## Job
Copy the passage of the text on Ukraine's case at the International Court of Justice between "Essentially Ukraine is" and "brought only now?", inclusive.

## Text excerpt
►

Ukraine’s case in the ICJ looks like a device to avoid paying the likely High Court Judgment for payment of the $3 billion debt Ukraine owes Russia
The case Ukraine is bringing in the International Court of Justice is attracting scant international attention and has been almost entirely ignored by Western governments and by the Western media. Having said this it is an interesting case which begs a number of obvious questions.
Ukraine’s claim is set out in an indictment which apparently runs to 45 pages. The summary of its claim, which is dated 17th January 2017, can be found
here.
Essentially Ukraine is demanding compensation from Russia for the damage it says Russia has done to Ukraine through its aggression in eastern Ukraine and because of the harm Ukraine alleges Russia is doing to the Ukrainian and Tatar minorities in Crimea.
Two questions about this case immediately stand out: (1) its timing; and (2) why does it fail to ask that the International Court of Justice declare that Crimea’s unification with Russia is contrary to international law?
(1) Timing of the Case
The case was brought on 16th January 2017, three years after the Maidan coup, three years after Ukraine and Russia found themselves in conflict with each other, and almost three years after Crimea seceded from Ukraine and united with Russia and eastern Ukraine rose up against the new Maidan government in Kiev.
Why has this case been brought only now?

◄

## Data records
►

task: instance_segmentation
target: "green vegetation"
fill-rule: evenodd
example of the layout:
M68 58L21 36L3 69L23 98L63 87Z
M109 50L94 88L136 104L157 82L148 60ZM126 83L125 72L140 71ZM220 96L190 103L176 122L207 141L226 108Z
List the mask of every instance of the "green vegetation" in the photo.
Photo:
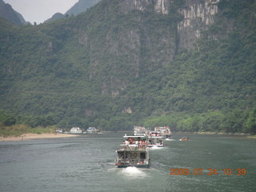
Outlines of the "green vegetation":
M178 46L183 1L169 15L119 2L39 26L0 19L4 127L255 134L255 1L222 0L193 50Z

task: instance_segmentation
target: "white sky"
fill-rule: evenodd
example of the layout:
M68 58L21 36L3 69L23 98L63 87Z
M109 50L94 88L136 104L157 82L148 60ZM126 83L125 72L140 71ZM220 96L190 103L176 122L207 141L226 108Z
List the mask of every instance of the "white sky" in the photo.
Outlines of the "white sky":
M26 22L43 22L55 13L65 14L78 0L3 0L11 5Z

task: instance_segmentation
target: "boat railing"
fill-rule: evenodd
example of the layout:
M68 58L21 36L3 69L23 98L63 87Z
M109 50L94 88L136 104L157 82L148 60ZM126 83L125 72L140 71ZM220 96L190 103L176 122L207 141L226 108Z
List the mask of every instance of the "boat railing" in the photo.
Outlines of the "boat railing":
M148 161L145 158L138 158L138 159L118 159L117 162L118 165L130 165L130 166L134 166L134 165L144 165L144 164L148 164Z
M121 144L120 148L126 150L145 150L146 144Z

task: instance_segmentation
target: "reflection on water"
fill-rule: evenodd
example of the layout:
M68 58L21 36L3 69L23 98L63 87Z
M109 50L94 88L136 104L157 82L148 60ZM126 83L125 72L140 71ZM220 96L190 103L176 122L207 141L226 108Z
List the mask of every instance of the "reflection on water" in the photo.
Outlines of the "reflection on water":
M174 135L151 147L149 169L116 168L122 134L0 142L1 191L254 191L255 139L230 135ZM170 169L203 169L202 175L170 175ZM208 169L218 174L208 175ZM223 169L245 168L246 175ZM2 174L4 173L4 174Z
M143 172L143 170L137 167L130 166L120 170L121 171L119 172L119 174L122 176L126 177L126 178L127 179L138 179L144 178L145 177L146 177L146 174Z

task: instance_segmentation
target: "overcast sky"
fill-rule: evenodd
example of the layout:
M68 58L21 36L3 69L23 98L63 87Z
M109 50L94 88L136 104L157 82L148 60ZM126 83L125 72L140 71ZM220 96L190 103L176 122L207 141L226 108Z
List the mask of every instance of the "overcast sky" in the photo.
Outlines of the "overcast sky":
M22 14L26 22L38 24L51 18L55 13L65 14L78 0L3 0Z

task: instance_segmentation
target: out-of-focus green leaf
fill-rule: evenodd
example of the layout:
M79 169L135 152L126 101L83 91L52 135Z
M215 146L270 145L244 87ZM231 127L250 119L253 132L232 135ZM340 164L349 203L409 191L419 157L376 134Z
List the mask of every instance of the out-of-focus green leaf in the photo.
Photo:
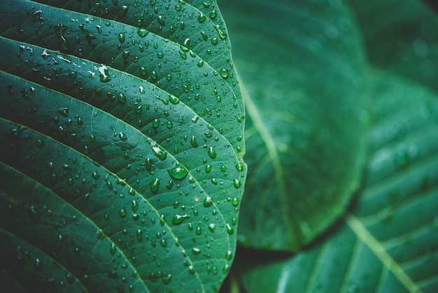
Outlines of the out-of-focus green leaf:
M421 0L348 0L376 66L438 90L438 18Z
M248 292L438 290L438 102L432 90L372 73L367 177L353 210L289 259L247 263Z
M295 250L344 212L364 157L364 57L334 1L223 1L248 91L239 240Z
M216 1L0 2L2 287L218 291L246 168Z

◄

## Answer to this problem
Essentially Ukraine is demanding compensation from Russia for the damage it says Russia has done to Ukraine through its aggression in eastern Ukraine and because of the harm Ukraine alleges Russia is doing to the Ukrainian and Tatar minorities in Crimea.
Two questions about this case immediately stand out: (1) its timing; and (2) why does it fail to ask that the International Court of Justice declare that Crimea’s unification with Russia is contrary to international law?
(1) Timing of the Case
The case was brought on 16th January 2017, three years after the Maidan coup, three years after Ukraine and Russia found themselves in conflict with each other, and almost three years after Crimea seceded from Ukraine and united with Russia and eastern Ukraine rose up against the new Maidan government in Kiev.
Why has this case been brought only now?